• _ACTIVITY_
Summarize the article on cholesterol and Alzheimer's in three sentences.

• _SUPPLIED TEXT_

BEGIN

Is High Cholesterol Linked to Alzheimer's?
Gretchen Heuring for ElderThink
Bruce Reed is a professor and Associate Direcotr of the University of California Davis Alzheimer's Disease Research Center. Dr. Reed says, "One of the important themes emerging from dementia research over the past 15 years is that there are intriguing connections between vascular disease and Alzheimer's disease."
Researching This Problem For Many Years
Dr. Reed and his colleagues previously found a connection between cholesterol and deposits of amyloid in the brain. Amyloid deposits are known to begin a chain of events that result in Alzheimer's Disease.
Other Studies Agree
Over the past decade, there have been several studies that suggest a correlation between high cholesterol in middle age and Alzheimer's. In 2009, researchers reported on a 40-year long study of nearly ten thousand people in northern California. That's a very long study with a lot of subjects considering that medication trials take three to seven years and involve a few hundred people as subjects. The research was conducted by Kaiser Permanente Division of Research and the University of Kuopio, Finland. This study concluded that total cholesterol in the high range resulted in a 66% increase in Alzheimer's risk and having borderline high cholesterol raised the risk of vascular dementia by 52%.

END

• _DATASET RECORDS_
BEGIN

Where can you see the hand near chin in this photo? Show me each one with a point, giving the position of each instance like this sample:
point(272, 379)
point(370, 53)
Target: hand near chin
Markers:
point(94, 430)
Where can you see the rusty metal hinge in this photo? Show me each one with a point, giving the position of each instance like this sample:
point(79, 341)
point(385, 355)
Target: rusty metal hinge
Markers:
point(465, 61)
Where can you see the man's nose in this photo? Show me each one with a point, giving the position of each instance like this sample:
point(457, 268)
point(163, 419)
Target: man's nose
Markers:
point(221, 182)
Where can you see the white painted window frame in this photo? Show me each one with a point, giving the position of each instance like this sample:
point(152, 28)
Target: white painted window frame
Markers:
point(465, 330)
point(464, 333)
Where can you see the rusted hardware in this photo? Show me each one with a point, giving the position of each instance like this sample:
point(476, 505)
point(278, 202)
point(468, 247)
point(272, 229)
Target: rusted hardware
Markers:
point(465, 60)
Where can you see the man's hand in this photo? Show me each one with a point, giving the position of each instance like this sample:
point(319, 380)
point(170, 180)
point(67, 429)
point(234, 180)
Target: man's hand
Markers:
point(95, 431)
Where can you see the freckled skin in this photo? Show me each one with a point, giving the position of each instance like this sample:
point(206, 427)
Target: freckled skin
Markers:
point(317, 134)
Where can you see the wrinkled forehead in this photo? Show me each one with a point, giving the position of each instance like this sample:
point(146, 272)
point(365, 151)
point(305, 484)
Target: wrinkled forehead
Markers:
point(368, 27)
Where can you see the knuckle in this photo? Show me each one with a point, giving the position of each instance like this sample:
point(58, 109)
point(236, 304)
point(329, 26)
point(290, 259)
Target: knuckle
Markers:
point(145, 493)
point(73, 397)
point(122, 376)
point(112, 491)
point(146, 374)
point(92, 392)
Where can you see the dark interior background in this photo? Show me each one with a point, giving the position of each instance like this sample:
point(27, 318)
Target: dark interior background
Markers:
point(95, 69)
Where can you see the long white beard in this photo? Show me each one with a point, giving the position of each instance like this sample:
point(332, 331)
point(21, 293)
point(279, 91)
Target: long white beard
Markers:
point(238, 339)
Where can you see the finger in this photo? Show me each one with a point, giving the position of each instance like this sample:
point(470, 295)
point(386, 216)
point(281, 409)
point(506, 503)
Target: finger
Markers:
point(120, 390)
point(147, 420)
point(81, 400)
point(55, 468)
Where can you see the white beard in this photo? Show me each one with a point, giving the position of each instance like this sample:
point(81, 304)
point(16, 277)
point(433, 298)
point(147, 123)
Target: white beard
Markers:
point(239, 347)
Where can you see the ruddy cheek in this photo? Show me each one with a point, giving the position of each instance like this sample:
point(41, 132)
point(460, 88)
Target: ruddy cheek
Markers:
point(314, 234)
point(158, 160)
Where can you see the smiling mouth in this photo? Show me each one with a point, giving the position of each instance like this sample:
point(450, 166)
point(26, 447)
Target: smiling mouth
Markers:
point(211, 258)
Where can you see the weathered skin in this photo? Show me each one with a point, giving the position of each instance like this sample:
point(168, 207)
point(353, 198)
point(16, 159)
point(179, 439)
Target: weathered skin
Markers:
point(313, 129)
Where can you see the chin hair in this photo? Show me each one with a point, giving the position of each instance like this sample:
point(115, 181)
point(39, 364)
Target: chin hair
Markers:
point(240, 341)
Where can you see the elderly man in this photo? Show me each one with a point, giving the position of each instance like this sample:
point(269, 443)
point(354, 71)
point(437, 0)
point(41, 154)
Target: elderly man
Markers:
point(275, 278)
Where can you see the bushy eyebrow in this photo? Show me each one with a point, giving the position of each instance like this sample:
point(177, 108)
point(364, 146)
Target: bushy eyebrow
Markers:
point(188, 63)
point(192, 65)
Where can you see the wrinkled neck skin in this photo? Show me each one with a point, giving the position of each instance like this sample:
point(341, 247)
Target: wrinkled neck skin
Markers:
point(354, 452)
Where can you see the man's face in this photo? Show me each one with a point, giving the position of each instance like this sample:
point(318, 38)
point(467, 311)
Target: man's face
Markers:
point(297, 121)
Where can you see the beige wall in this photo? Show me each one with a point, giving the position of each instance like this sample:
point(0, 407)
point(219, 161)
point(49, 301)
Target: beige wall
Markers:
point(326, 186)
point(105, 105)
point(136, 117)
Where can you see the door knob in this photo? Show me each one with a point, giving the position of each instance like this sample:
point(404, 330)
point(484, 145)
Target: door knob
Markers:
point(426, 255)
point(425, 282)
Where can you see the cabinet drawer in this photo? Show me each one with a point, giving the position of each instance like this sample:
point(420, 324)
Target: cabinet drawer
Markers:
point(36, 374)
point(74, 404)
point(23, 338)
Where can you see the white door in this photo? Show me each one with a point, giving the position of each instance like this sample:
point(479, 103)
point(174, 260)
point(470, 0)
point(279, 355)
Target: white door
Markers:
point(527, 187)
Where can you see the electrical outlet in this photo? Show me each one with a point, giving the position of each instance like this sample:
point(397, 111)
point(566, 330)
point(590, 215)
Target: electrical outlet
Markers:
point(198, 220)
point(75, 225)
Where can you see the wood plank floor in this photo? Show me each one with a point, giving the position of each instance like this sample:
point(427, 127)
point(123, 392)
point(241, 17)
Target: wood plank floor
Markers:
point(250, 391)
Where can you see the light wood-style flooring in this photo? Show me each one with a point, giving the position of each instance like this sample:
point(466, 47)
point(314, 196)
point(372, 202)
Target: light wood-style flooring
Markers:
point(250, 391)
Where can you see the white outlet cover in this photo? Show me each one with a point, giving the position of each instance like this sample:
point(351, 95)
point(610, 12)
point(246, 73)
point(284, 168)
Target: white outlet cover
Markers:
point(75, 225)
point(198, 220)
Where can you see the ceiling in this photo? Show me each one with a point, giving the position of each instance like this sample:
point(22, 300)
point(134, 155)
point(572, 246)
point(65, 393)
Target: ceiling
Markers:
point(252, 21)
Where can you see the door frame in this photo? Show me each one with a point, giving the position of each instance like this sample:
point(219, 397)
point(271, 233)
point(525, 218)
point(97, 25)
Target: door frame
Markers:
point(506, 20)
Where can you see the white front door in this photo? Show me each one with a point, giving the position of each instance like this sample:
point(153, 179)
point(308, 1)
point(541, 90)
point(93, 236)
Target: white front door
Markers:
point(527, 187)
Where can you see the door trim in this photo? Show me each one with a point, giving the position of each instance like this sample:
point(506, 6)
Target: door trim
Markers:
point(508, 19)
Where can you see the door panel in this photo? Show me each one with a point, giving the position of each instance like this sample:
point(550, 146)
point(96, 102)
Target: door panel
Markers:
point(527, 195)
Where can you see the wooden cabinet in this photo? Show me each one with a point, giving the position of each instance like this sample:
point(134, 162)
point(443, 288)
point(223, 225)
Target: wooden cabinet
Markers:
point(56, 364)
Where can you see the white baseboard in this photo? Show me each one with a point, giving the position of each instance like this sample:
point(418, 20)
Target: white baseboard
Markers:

END

• _RESPONSE TO THE EXERCISE_
Bruce Reed of the University of California Davis Alzheimer's Disease Research Center says dementia research over the past 15 years has found intriguing connections between vascular disease and Alzheimer's, and he and his colleagues previously linked cholesterol to amyloid deposits in the brain, which begin a chain of events resulting in Alzheimer's. Several studies over the past decade suggest a correlation between high cholesterol in middle age and Alzheimer's. A 2009 report on a 40-year study of nearly ten thousand people in northern California, conducted by Kaiser Permanente Division of Research and the University of Kuopio, found that high total cholesterol meant a 66% increase in Alzheimer's risk and that borderline high cholesterol raised the risk of vascular dementia by 52%.